**Exercise details**
Exactly as written, return every line of the data below.

**Given data**

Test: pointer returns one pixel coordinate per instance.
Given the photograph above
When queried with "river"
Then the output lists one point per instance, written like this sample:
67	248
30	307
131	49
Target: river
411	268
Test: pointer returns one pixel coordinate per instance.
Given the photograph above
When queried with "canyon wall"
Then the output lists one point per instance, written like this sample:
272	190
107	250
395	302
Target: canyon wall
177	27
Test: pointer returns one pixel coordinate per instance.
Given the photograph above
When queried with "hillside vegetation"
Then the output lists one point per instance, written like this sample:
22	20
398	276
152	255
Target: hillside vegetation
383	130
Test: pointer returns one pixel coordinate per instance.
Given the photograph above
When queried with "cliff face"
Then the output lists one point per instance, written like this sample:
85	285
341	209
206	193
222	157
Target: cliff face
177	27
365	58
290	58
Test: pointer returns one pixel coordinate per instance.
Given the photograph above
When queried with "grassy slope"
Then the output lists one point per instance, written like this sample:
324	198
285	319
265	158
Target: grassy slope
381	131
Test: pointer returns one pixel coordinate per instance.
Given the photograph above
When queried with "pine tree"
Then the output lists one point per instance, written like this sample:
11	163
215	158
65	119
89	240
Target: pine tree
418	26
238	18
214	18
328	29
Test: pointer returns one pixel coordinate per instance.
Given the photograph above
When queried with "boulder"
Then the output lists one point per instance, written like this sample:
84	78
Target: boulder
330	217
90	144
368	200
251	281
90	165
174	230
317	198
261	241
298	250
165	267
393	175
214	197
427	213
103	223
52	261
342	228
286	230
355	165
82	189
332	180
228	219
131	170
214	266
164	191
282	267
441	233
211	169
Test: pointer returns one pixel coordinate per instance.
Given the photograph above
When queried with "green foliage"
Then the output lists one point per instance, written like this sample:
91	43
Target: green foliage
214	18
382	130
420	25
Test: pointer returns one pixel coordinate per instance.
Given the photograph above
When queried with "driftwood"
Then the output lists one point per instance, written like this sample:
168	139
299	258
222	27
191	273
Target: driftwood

**Response to this exercise**
Test: pointer returns one pixel coordinate per instance.
Given the photograph above
When queried with "river"
Then the output lists one point per instance, written like this sample:
67	248
30	307
131	49
Target: river
411	268
Test: pointer returns one pixel coordinate per instance.
Given the photograph above
When queried with "canyon wall"
Then the output lists one point per instance, written like this sample:
272	190
107	250
395	302
Target: canyon wall
177	27
Test: pointer returns one pixel coordinate per instance.
Given the photograph above
When queried with "hillside vegetation"
Then the output lists one point per instance, written like this sample:
22	20
398	276
152	255
Target: hillside vegetation
383	130
Test: pointer returns one pixel coordinate per instance.
Given the photograph above
When queried with "cliff face"
Then the output lists one point per instance, written like this sample:
85	285
341	209
206	193
222	157
Target: cliff face
177	27
365	58
290	58
Test: pointer returns one pixel coordinate per instance.
Given the photograph above
When queried with "grassy slope"
Then the output lists one point per instance, written like this sample:
324	198
285	319
265	158
Target: grassy slope
381	131
Test: pointer returns one pixel coordinate per instance.
Given the photograph above
When queried with "pine tree"
Then the output lists one point per instance, written like this sample:
11	163
215	158
65	119
89	240
Target: pine tree
418	26
238	18
214	18
328	29
Test: pointer returns one pixel coordinate per instance.
Given the photograph above
When queried with "boulder"
Then the output lists one point per instance, written like this sample:
84	78
Target: boulder
330	217
90	144
368	200
251	281
90	165
174	230
317	198
261	241
298	250
165	267
393	175
214	197
427	213
103	223
52	261
342	228
286	230
355	165
82	189
332	180
228	219
131	170
214	266
164	191
282	267
441	233
211	169
Test: pointer returns one pixel coordinate per instance.
Given the photograph above
When queried with "green foliage"
Then the output lists one point per instance, written like this sample:
91	43
Target: green foliage
214	18
382	130
420	25
Test: pointer returns one pixel coordinate per instance.
Given the photograph above
When queried with "driftwood"
Then the output lists one point per instance, written like this sample:
168	139
299	258
222	27
191	273
Target: driftwood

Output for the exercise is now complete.